SUPPLIED DATA:
☆ ☆ ☆ ☆

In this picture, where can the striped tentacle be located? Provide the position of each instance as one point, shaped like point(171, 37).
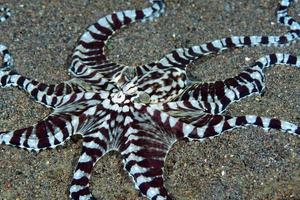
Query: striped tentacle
point(48, 133)
point(250, 81)
point(5, 14)
point(7, 62)
point(181, 57)
point(88, 60)
point(144, 146)
point(213, 125)
point(75, 115)
point(218, 124)
point(48, 95)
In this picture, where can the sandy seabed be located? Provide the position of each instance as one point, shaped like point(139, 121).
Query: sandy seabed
point(243, 164)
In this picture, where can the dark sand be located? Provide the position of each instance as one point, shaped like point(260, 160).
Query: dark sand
point(243, 164)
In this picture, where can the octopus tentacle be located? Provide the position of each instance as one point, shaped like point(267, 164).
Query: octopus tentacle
point(218, 124)
point(250, 81)
point(89, 58)
point(48, 95)
point(6, 14)
point(93, 148)
point(51, 132)
point(181, 57)
point(144, 151)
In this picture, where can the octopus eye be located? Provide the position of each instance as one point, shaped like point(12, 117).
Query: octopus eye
point(143, 98)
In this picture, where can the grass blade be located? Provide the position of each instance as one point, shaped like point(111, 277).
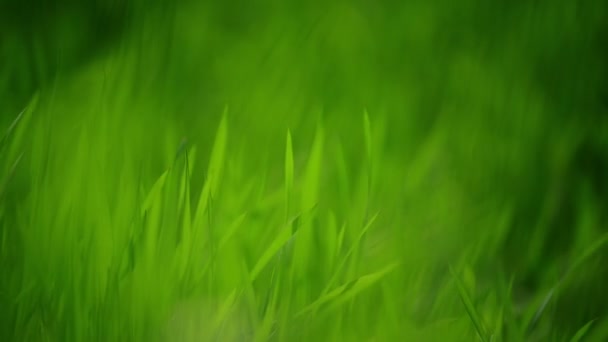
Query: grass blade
point(470, 308)
point(582, 332)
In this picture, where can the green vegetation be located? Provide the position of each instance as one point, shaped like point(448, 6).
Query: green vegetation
point(301, 171)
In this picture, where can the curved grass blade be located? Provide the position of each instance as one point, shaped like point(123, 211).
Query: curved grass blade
point(470, 308)
point(582, 332)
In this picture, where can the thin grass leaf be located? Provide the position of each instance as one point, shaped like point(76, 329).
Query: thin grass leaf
point(582, 332)
point(367, 130)
point(21, 117)
point(154, 193)
point(338, 270)
point(470, 308)
point(288, 174)
point(284, 235)
point(340, 295)
point(216, 164)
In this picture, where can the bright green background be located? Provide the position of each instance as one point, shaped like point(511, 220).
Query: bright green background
point(303, 170)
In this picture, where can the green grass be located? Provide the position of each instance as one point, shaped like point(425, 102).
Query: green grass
point(286, 173)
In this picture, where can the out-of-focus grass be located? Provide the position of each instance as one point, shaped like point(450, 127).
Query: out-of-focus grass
point(299, 171)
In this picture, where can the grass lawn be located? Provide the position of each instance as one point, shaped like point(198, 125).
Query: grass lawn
point(300, 171)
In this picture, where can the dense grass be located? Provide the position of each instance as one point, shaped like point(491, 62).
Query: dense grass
point(304, 171)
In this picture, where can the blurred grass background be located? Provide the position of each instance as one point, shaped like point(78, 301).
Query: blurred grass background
point(149, 191)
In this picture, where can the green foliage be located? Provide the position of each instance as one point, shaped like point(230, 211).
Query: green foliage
point(300, 171)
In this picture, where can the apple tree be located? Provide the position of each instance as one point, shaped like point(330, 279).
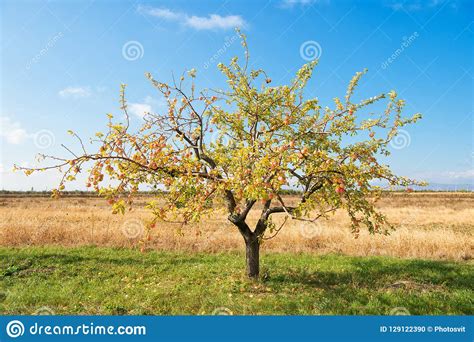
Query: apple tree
point(240, 147)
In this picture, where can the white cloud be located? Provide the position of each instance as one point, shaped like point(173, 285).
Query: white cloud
point(163, 13)
point(75, 92)
point(211, 22)
point(215, 21)
point(417, 5)
point(12, 131)
point(292, 3)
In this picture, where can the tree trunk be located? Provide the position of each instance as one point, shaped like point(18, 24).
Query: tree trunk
point(252, 256)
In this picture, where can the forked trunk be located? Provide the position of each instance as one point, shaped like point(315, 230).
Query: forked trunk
point(252, 256)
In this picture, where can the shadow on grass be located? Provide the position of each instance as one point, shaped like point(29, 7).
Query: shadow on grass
point(375, 273)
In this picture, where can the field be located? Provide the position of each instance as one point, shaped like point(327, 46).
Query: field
point(71, 256)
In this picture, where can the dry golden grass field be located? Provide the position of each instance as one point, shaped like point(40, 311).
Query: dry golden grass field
point(430, 226)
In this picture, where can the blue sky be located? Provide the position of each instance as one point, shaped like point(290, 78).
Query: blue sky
point(62, 64)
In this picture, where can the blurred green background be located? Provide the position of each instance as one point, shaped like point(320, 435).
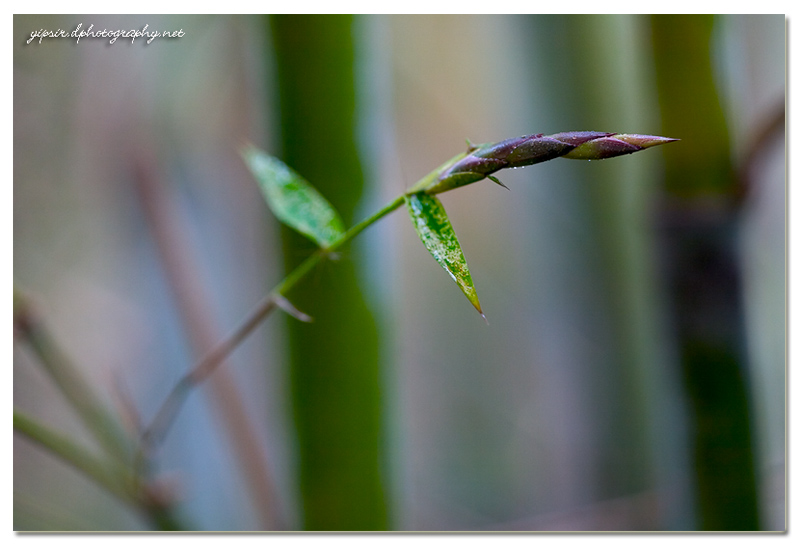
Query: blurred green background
point(632, 376)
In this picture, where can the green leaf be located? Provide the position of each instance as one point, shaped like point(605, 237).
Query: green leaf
point(434, 229)
point(293, 200)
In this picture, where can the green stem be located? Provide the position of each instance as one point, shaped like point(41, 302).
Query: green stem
point(166, 414)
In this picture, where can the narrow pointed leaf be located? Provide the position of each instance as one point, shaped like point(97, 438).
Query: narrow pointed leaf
point(434, 229)
point(293, 200)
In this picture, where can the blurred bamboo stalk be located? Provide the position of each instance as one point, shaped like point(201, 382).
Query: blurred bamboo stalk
point(202, 333)
point(699, 219)
point(111, 475)
point(593, 81)
point(334, 368)
point(100, 422)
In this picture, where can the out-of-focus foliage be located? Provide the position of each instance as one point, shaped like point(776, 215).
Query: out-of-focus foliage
point(567, 412)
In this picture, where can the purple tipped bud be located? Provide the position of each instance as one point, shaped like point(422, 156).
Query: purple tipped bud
point(643, 140)
point(481, 161)
point(537, 150)
point(612, 146)
point(576, 138)
point(602, 148)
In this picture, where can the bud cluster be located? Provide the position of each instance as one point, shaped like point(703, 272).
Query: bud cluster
point(480, 162)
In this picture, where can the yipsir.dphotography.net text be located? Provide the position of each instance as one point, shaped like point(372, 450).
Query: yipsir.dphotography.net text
point(111, 35)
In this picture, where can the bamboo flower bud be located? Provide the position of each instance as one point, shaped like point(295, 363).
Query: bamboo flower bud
point(481, 161)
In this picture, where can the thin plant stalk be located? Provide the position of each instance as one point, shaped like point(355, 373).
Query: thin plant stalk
point(70, 381)
point(200, 329)
point(110, 475)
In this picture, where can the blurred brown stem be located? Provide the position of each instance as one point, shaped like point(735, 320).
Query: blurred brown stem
point(191, 301)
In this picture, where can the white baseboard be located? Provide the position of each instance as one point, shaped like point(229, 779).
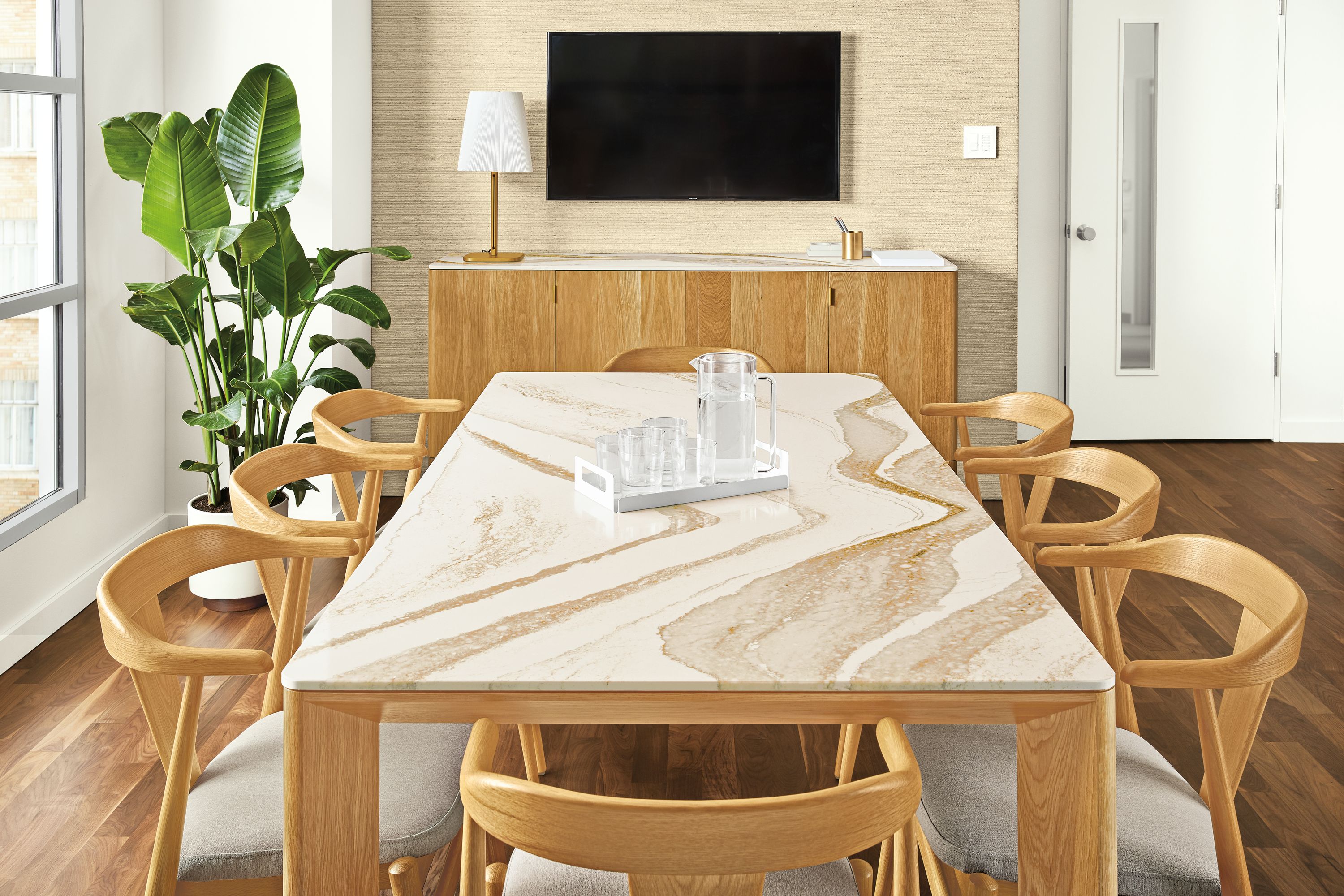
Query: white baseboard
point(61, 607)
point(1311, 432)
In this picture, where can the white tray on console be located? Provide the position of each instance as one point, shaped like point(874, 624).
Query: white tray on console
point(597, 484)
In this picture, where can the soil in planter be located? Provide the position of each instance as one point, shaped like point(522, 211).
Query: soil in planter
point(202, 503)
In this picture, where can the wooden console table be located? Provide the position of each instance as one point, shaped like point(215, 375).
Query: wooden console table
point(574, 312)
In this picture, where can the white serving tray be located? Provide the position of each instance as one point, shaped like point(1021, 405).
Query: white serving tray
point(597, 484)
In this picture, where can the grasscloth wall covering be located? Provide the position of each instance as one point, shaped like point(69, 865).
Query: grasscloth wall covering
point(914, 72)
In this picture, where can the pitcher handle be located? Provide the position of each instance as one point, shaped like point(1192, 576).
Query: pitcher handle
point(775, 439)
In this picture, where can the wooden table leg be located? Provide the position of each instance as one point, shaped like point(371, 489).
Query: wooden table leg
point(1066, 801)
point(331, 800)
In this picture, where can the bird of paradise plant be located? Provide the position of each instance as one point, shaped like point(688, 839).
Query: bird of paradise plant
point(245, 382)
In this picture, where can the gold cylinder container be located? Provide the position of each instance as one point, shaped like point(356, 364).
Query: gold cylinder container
point(851, 245)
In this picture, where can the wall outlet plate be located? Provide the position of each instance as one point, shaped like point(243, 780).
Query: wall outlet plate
point(980, 142)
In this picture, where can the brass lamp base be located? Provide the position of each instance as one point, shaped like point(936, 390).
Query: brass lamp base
point(492, 257)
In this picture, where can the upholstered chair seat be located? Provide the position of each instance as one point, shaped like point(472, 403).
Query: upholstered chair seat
point(530, 875)
point(969, 810)
point(236, 817)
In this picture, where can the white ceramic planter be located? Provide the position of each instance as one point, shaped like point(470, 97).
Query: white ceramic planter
point(232, 587)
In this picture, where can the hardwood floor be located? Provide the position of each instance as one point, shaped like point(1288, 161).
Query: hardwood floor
point(80, 781)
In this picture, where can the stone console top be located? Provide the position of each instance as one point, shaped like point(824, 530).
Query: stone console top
point(874, 571)
point(675, 261)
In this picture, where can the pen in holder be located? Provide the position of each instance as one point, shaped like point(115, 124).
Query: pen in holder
point(851, 245)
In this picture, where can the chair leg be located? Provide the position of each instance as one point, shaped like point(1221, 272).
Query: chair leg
point(850, 753)
point(404, 875)
point(862, 876)
point(933, 867)
point(495, 879)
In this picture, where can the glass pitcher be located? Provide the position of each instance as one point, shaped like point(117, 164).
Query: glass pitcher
point(726, 385)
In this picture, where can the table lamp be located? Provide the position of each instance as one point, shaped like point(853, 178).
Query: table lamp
point(495, 140)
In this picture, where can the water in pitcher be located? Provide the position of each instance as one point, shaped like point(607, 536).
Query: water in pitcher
point(729, 418)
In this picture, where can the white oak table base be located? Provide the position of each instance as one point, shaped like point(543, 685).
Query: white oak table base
point(1066, 763)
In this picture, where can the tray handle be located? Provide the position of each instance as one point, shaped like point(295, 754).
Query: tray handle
point(607, 495)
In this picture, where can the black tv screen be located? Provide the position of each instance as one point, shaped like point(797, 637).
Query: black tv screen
point(693, 115)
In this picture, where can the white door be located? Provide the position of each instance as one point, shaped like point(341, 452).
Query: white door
point(1171, 218)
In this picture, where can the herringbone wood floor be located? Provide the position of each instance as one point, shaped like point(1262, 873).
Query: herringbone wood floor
point(80, 781)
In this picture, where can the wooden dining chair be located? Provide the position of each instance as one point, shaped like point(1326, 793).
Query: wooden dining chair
point(221, 827)
point(252, 485)
point(671, 359)
point(1136, 491)
point(1171, 840)
point(1050, 416)
point(338, 412)
point(577, 844)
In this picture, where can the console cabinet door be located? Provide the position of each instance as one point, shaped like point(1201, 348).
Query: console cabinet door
point(483, 323)
point(601, 314)
point(781, 316)
point(901, 326)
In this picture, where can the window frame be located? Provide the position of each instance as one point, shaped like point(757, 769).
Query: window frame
point(69, 292)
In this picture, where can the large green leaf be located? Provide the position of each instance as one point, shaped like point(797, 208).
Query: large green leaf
point(332, 379)
point(183, 190)
point(261, 308)
point(279, 390)
point(361, 349)
point(209, 128)
point(283, 275)
point(361, 304)
point(246, 241)
point(260, 143)
point(221, 418)
point(328, 260)
point(127, 143)
point(158, 319)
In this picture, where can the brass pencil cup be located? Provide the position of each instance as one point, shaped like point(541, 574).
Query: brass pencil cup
point(851, 245)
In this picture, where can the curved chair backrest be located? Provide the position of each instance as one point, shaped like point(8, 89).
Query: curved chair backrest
point(1050, 416)
point(1268, 644)
point(134, 633)
point(672, 845)
point(332, 414)
point(1132, 482)
point(671, 359)
point(252, 482)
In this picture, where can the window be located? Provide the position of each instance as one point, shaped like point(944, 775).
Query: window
point(41, 264)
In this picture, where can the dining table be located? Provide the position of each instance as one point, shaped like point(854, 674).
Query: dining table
point(874, 586)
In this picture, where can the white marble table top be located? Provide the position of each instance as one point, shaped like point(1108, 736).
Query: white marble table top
point(874, 571)
point(676, 261)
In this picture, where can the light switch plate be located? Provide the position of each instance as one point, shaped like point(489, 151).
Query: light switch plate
point(980, 142)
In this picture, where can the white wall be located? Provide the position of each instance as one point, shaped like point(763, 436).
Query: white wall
point(1312, 229)
point(1043, 39)
point(326, 47)
point(49, 575)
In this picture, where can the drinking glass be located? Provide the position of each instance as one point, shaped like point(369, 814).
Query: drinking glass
point(609, 457)
point(674, 458)
point(642, 456)
point(699, 462)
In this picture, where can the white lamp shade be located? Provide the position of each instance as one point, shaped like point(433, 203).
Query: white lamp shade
point(495, 134)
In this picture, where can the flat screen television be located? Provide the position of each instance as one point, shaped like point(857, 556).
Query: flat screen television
point(693, 115)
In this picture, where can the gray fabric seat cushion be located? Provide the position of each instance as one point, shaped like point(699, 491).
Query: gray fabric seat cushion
point(236, 816)
point(969, 810)
point(530, 875)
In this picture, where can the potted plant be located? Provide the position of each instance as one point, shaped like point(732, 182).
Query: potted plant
point(240, 347)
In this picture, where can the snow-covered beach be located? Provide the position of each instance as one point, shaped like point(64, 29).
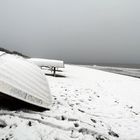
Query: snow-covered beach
point(87, 104)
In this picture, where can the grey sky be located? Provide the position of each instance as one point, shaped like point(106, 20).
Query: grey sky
point(80, 31)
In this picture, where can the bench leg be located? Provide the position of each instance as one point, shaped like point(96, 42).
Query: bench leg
point(54, 70)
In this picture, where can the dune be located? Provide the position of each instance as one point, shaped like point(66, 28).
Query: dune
point(88, 104)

☆ ☆ ☆ ☆

TASK TO CARRY OUT:
Rewrite everything from the line containing "In this picture, where can the console" down to the line containing "point(69, 292)", both included, shifting every coordinate in the answer points up by 8. Leave all other text unchanged, including the sample coordinates given in the wording of each entry.

RESPONSE:
In this picture, where can the console cabinet door be located? Provide the position of each instance as one point, shaped like point(1201, 348).
Query: console cabinet door
point(491, 331)
point(609, 322)
point(789, 324)
point(909, 334)
In this picture, where can the window frame be located? Provide the position of each instance as one point, shaped like point(757, 769).
Query: window frame
point(77, 300)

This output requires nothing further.